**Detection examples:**
[start]
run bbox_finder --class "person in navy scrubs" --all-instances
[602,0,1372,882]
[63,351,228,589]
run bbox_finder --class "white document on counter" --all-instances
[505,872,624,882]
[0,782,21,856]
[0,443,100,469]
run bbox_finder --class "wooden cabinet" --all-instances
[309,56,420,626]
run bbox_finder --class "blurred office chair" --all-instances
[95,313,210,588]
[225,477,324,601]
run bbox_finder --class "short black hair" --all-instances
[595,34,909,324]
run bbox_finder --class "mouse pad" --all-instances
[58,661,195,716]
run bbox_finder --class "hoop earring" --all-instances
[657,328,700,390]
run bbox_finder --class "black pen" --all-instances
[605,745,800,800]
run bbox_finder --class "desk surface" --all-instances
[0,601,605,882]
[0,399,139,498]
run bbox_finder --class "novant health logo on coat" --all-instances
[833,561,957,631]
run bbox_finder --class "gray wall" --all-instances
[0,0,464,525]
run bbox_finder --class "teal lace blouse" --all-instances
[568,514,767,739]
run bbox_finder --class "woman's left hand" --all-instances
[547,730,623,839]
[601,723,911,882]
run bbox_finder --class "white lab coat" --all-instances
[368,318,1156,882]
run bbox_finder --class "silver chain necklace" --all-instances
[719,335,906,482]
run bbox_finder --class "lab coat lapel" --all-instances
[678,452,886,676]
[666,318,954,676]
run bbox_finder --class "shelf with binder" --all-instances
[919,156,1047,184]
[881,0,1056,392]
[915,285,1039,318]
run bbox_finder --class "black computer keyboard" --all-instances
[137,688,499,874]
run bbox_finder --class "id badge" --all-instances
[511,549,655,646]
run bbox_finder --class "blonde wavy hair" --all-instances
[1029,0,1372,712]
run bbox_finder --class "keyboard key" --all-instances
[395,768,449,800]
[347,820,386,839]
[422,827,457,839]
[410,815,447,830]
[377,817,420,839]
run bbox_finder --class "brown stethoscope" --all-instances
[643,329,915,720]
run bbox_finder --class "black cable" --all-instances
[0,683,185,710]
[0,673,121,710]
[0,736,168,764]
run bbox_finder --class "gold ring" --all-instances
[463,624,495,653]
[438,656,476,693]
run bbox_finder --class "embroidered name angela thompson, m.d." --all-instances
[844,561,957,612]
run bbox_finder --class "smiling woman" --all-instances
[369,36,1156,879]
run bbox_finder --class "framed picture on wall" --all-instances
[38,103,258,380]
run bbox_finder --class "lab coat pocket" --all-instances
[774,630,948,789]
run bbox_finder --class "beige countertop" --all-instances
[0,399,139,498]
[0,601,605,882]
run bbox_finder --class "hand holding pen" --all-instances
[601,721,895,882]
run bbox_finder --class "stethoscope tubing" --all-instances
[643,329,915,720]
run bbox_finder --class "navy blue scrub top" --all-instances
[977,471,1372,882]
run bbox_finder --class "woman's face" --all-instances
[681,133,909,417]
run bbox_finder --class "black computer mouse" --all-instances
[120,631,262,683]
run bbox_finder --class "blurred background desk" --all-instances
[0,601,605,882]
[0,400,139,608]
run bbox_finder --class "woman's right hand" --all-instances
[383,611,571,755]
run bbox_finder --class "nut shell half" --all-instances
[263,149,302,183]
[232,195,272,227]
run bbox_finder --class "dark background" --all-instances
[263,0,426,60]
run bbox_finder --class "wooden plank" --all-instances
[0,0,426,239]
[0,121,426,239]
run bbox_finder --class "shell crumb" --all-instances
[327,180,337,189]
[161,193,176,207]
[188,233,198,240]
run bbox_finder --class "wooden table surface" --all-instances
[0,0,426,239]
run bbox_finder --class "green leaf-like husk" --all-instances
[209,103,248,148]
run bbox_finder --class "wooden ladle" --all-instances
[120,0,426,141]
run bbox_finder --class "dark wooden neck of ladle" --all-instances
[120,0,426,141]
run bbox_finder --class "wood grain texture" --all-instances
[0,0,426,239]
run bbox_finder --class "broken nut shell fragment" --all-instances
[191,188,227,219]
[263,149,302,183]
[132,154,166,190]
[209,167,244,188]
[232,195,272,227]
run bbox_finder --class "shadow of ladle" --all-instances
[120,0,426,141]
[end]
**Objective:** Copy every one of the entries above line for line, without changing any character.

**Expected answer:**
run bbox_finder --class "person in navy scrubs" --all-instances
[602,0,1372,882]
[63,351,228,589]
run bbox_finder --class "white document on counter" --all-instances
[505,872,624,882]
[0,782,21,856]
[0,443,100,469]
run bbox_finder --class "wooden cabinet" --all-instances
[309,56,420,626]
run bbox_finder --class "blurred office chair" --all-instances
[95,313,210,588]
[225,477,324,601]
run bbox_finder --class "short black hair" --all-instances
[595,34,909,324]
run bbox_finder --class "mouse pad" --all-instances
[58,661,195,716]
run bbox_finder --class "hoop earring" --all-instances
[657,328,700,390]
run bbox_finder --class "black pen" --all-instances
[605,745,800,800]
run bbox_finder --class "desk surface" --all-instances
[0,601,605,882]
[0,399,139,498]
run bbox_finder --class "novant health logo on coat" --all-instances
[833,561,957,631]
run bbox_finder --class "gray wall" --all-instances
[0,0,464,525]
run bbox_finder --class "teal lace blouse" --all-instances
[568,514,767,739]
run bbox_finder --class "woman's left hand" --all-instances
[547,730,623,839]
[601,723,911,882]
run bbox_finder --class "white lab coat" --all-instances
[368,318,1156,882]
run bbox_finder --class "silver chain necklace" --all-instances
[719,335,906,482]
run bbox_finder --class "lab coat lapel" --all-instances
[678,452,886,676]
[666,318,954,676]
run bbox_finder --class "shelf with binder" --all-instances
[919,156,1047,184]
[881,0,1056,392]
[915,285,1039,318]
run bbox_finder --class "black computer keyboard" --all-instances
[137,688,499,874]
run bbox_finder --class "id badge" --all-instances
[511,549,655,646]
run bbox_finder --class "blonde wavy hair" --all-instances
[1029,0,1372,712]
run bbox_finder --class "keyboard key" --all-instances
[395,768,449,800]
[347,820,386,839]
[422,827,457,839]
[410,815,447,830]
[377,817,420,839]
run bbox_finder --class "brown stethoscope" --all-instances
[643,329,915,720]
run bbox_finder --class "black cable" --all-instances
[0,683,185,710]
[0,673,121,710]
[0,736,168,764]
run bbox_finder --class "gold ring" --all-instances
[463,624,495,653]
[438,656,476,693]
run bbox_finder --class "embroidered name angela thompson, m.d." --all-instances
[844,561,957,612]
run bbox_finder --class "smiling woman" --all-instances
[369,36,1156,879]
run bbox_finder --class "framed picture on wall" --all-instances
[38,103,258,380]
run bbox_finder --class "lab coat pocket" --all-instances
[774,630,948,789]
run bbox_finder --class "beige countertop" --all-instances
[0,399,139,498]
[0,601,605,882]
run bbox_finder --class "hand holding pen" --all-instances
[601,721,895,882]
run bbox_finder --class "stethoscope tubing" --all-instances
[643,329,915,720]
run bbox_finder --class "navy blue scrub top" --all-instances
[977,471,1372,882]
run bbox_finder --class "woman's face" --all-instances
[681,133,909,417]
run bbox_finder --class "black computer mouse" --all-instances
[120,631,262,683]
run bbox_finder --class "blurred background desk" --all-instances
[0,601,605,882]
[0,400,139,608]
run bbox_finder --class "woman's right hand" --all-instances
[383,611,571,755]
run bbox_finder --class "nut shell half" --all-instances
[263,149,302,183]
[232,195,272,227]
run bbox_finder --class "dark background" --all-instances
[263,0,426,60]
run bbox_finder --class "wooden plank" --all-instances
[0,0,426,239]
[0,121,426,239]
run bbox_finder --class "shell crumb" --all-instances
[327,180,337,189]
[161,193,176,207]
[188,233,198,240]
run bbox_finder --class "wooden table surface" --all-instances
[0,0,426,239]
run bbox_finder --class "green leaf-like husk" --all-instances
[209,103,248,148]
run bbox_finder --class "wooden ladle" --all-instances
[120,0,426,141]
run bbox_finder --class "dark wooden neck of ladle" --all-instances
[120,0,426,141]
run bbox_finder --class "wood grain texture" --all-instances
[0,0,426,239]
run bbox_finder --class "broken nut shell fragment" --all-instances
[191,188,227,219]
[263,149,302,183]
[132,154,166,190]
[209,167,244,188]
[232,195,272,227]
run bbox_finder --class "shadow of ladle" --all-instances
[120,0,426,141]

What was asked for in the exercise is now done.